Dataset entries
[Start of section]

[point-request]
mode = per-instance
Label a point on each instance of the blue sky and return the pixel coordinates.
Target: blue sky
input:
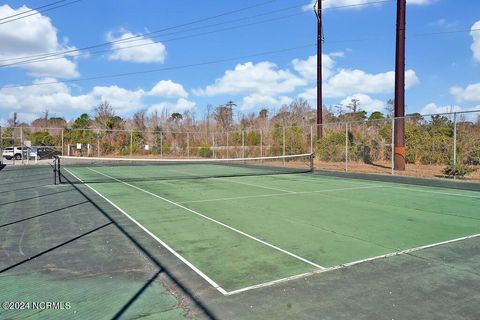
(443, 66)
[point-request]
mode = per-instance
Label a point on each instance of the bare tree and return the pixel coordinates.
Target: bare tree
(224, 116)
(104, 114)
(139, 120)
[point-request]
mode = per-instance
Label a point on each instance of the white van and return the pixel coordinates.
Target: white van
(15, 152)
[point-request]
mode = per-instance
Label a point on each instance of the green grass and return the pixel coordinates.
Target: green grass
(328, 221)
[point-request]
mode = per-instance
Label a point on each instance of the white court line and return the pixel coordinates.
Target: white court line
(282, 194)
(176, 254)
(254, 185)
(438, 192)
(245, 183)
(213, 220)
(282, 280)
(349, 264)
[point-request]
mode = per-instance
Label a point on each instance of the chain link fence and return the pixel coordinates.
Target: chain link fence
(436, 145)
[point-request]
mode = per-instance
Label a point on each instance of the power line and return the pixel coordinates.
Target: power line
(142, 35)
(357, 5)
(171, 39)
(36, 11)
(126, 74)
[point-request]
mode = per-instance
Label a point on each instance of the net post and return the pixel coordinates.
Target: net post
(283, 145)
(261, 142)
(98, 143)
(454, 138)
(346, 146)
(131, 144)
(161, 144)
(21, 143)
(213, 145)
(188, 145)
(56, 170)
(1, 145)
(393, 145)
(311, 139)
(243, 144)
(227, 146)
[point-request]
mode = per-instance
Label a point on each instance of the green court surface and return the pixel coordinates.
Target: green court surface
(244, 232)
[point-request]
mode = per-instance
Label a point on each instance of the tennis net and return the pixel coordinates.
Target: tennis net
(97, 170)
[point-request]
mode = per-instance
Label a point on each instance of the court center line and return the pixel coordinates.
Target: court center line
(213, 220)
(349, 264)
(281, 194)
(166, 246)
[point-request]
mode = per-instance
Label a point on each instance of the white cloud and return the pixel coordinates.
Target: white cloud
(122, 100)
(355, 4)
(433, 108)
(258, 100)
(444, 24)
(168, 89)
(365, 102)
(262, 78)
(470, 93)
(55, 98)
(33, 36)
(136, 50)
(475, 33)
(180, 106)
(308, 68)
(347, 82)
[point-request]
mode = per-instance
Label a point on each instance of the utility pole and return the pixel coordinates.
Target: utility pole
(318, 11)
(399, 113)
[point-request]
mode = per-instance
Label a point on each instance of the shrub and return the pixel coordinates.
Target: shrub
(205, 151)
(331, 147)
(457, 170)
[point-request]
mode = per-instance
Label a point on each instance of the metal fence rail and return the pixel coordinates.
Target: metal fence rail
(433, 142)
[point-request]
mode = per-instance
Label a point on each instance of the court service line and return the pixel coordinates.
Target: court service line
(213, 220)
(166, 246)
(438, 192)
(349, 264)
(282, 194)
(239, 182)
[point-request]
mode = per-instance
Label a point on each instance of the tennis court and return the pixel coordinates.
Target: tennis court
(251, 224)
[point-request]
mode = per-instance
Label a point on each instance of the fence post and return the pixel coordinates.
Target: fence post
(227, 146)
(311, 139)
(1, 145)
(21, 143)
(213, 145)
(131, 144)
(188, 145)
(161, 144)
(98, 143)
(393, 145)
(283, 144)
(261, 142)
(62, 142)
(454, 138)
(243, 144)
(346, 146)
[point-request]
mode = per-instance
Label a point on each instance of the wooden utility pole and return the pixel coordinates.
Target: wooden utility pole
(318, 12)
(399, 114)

[End of section]

Type out the data above again exactly as written, minus the images.

[point-request]
mode = per-instance
Label a point on each instance of the blue sky and return the pixel coordinates.
Target: blue sky
input:
(443, 66)
[point-request]
mode = per-instance
Label a point on each instance of the bare tree and return the pixel coordinates.
Target: bare tree
(224, 116)
(104, 114)
(139, 120)
[point-request]
mode = per-instance
Label a point on each instance of the white van and return the pixel coordinates.
Target: white van
(15, 152)
[point-request]
mode = per-instance
Label a point on each instance of the green grass and return the pixel coordinates.
Target: green grass
(328, 221)
[point-request]
mode = per-instance
Label a point on each instance of the white court line and return the pixel coordinates.
Target: white court line
(282, 194)
(176, 254)
(254, 185)
(438, 192)
(245, 183)
(213, 220)
(282, 280)
(349, 264)
[point-request]
mode = per-instance
Label a point on each instance of the chain link fence and return the pixel coordinates.
Target: chain link fence
(436, 145)
[point-request]
mode = per-instance
Label a point on each instance of the power line and return the pixel coordinates.
Target: power line
(142, 35)
(357, 5)
(171, 39)
(36, 11)
(126, 74)
[point-request]
mode = per-instance
Label a point on each instance of the net post and return the pixel coordinates.
Target: net post
(283, 145)
(261, 142)
(98, 143)
(454, 138)
(346, 146)
(131, 144)
(161, 144)
(21, 143)
(213, 145)
(188, 145)
(56, 170)
(1, 145)
(393, 145)
(311, 139)
(243, 144)
(227, 146)
[point-request]
mode = per-instance
Label a point on each instance of the green court surface and return the pixel coordinates.
Target: green court surface
(244, 232)
[point-request]
mode = per-instance
Label a point on each instance of the tennis net and return the pixel coordinates.
Target: tennis net
(97, 170)
[point-request]
mode = per-instance
Label a point on each instance of the court center line and return the pixel coordinates.
Target: court center line
(213, 220)
(349, 264)
(281, 194)
(166, 246)
[point-request]
mode = per-instance
Label a point on each instance of the white cloud and return the pixel coordinates.
Target: white cloud
(122, 100)
(355, 4)
(433, 108)
(258, 100)
(444, 24)
(168, 89)
(365, 102)
(262, 78)
(470, 93)
(55, 98)
(33, 36)
(136, 50)
(475, 33)
(180, 106)
(308, 68)
(347, 82)
[point-request]
mode = per-instance
Label a point on each instance of the utility pole and return the pixel coordinates.
Target: utility pole
(318, 11)
(399, 113)
[point-request]
mode = per-instance
Label a point on each instance of the shrub and return the pixel coordinates.
Target: shrub
(205, 151)
(331, 147)
(457, 170)
[point-request]
mode = per-instance
Label a point on each instance of the metal fence rail and return the pixel coordinates.
Target: metal fence rail
(433, 142)
[point-request]
mode = per-instance
Label a point on each instance of the court service line and return the pixel coordinates.
Target: court service line
(213, 220)
(166, 246)
(438, 192)
(349, 264)
(282, 194)
(239, 182)
[point-request]
mode = per-instance
Label a point on each instance of the tennis court and return the pixel coordinates.
Target: tennis court
(251, 224)
[point-request]
mode = per-instance
Label a point on each instance of the fence post and return the pixel coordinates.
Target: fence post
(227, 146)
(311, 139)
(1, 145)
(21, 143)
(213, 145)
(131, 144)
(188, 145)
(161, 144)
(98, 143)
(393, 145)
(283, 144)
(261, 142)
(62, 142)
(454, 138)
(243, 144)
(346, 146)
[point-request]
mode = per-instance
Label a point on each instance of the wooden utility pole and return the pixel coordinates.
Target: wooden utility pole
(318, 12)
(399, 114)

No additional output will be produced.